New integrative data portal for brilliant brassicas
Scientists at The Genome Analysis Centre (TGAC) have released the first web repository for Brassica (mustard plants) trait data to tackle reproducibility, user controlled data sharing and analysis worldwide. Scoring the versatile crop's beneficial traits will assist Brassica breeders in improving their crop yields, increased nutritional benefits and reduce our carbon footprint through biofuel production.
The Brassica Information Portal (BIP) is being developed with a uniquely collaborative Brassica research community. Increasing the visibility of existing research, the open-access Portal will store all data from previous and future pre-breeding trait scoring experiments performed on Brassica species
The BIP presents a standardised, curated data resource for scientists. By matching the characteristics of plants with their genetic background, we can better inform breeding programmes for crop improvement.
The Brassica genus contains versatile vegetable, forage and crop plants that exuberates many valuable attributes for public consumption and the environment. The innovative new data portal hosts information about how, for example, rapeseed responds to different experimental conditions to identify beneficial genetic traits.
Significant to the consumer, these findings will increase the production and quality of the Brassica vegetables, and decrease costs in biofuels through using rapeseed for biodiesel production.
Annemarie Eckes, Research Assistant in the Integrative Genomics Group at TGAC, said: "Thanks to this database, traits from pre-breeding trials are made more accessible and can be used for improving existing varieties. Breeding of improved varieties means that we can have very nutritious cabbage / broccoli / swede (all from the Brassica genus) , varieties are resistant to pests, or varieties that need minimum resources."
******
From the text on the Brassica data portal, copy the part that begins at the words "New integrative data" and stops after "through biofuel production.", replacing "carbon footprint" with "carbon emissions".

(PROVIDED INFORMATION):
******
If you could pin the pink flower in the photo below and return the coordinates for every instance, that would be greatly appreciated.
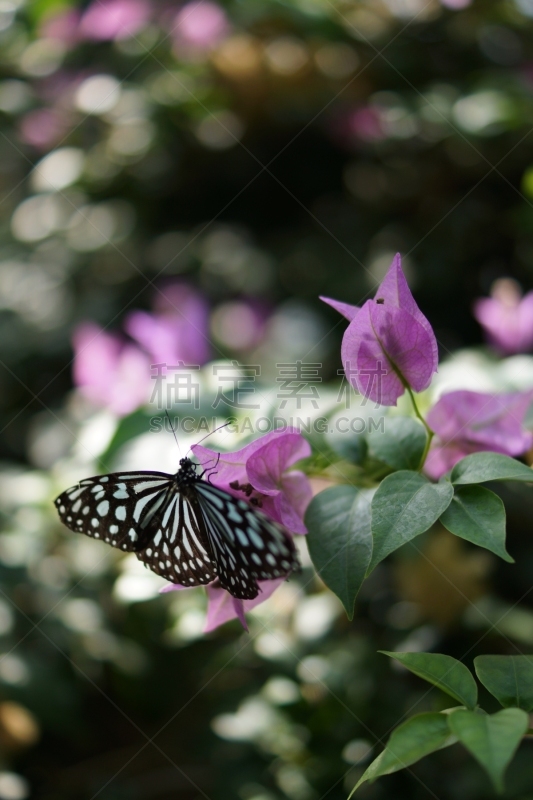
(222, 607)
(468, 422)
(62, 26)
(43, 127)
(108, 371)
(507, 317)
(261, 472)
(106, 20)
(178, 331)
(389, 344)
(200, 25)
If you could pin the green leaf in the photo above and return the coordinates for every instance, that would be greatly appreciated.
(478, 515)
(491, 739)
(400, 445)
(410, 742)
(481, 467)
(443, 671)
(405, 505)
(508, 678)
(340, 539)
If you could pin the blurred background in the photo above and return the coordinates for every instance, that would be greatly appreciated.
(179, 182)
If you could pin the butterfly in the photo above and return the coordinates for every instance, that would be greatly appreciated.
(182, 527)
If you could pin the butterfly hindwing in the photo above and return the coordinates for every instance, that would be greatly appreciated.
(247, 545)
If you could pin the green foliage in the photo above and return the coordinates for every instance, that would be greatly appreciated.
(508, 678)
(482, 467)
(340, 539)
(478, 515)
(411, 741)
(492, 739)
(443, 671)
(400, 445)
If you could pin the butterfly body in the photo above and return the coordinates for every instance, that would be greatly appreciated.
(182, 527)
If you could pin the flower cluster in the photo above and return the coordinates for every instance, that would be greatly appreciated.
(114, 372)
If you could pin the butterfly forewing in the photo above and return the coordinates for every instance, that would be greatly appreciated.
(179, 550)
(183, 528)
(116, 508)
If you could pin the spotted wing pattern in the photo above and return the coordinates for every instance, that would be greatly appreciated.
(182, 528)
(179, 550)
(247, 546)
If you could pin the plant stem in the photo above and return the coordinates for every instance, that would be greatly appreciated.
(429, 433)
******
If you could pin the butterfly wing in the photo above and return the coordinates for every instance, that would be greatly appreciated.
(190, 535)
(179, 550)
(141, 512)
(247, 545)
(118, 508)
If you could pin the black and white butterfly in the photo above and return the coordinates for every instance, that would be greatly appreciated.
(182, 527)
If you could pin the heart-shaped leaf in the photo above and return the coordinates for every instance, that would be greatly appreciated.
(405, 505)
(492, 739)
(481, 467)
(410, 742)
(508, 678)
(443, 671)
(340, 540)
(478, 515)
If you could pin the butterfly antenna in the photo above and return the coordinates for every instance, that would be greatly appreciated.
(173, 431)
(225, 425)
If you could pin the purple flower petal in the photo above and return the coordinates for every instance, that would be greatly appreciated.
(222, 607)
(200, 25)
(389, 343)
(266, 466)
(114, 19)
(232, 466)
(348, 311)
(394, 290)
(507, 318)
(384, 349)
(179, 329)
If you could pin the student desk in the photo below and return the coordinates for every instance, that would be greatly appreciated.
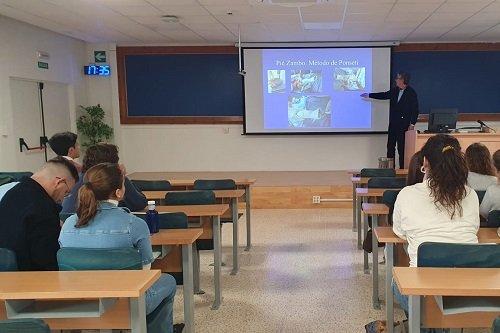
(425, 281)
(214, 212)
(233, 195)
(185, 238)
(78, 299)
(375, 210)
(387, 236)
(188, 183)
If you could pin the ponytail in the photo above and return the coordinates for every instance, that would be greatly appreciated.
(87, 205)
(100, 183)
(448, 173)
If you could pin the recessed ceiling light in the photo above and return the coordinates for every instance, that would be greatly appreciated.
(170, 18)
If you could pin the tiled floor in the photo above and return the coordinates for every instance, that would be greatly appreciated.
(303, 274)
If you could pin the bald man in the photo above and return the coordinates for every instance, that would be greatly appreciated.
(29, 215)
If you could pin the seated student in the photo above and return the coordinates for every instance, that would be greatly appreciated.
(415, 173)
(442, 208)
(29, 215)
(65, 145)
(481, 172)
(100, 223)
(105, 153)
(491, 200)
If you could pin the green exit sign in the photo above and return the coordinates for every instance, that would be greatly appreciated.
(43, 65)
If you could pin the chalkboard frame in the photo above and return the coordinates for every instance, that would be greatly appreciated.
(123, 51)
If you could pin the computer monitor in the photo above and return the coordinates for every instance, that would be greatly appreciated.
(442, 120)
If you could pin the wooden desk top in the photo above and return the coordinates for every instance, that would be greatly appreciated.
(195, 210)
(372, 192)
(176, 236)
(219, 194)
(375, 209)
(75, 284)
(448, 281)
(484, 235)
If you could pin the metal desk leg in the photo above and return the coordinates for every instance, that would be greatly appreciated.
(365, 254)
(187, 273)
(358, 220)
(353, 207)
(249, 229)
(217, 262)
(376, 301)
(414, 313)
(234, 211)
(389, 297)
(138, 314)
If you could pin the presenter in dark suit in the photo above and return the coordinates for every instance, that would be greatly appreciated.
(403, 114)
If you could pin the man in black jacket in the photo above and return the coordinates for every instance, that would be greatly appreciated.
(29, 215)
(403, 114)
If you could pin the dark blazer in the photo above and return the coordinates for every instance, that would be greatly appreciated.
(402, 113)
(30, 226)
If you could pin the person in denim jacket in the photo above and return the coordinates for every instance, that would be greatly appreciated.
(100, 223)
******
(TASK RESULT):
New integrative data portal for brilliant brassicas
Scientists at The Genome Analysis Centre (TGAC) have released the first web repository for Brassica (mustard plants) trait data to tackle reproducibility, user controlled data sharing and analysis worldwide. Scoring the versatile crop's beneficial traits will assist Brassica breeders in improving their crop yields, increased nutritional benefits and reduce our carbon emissions through biofuel production.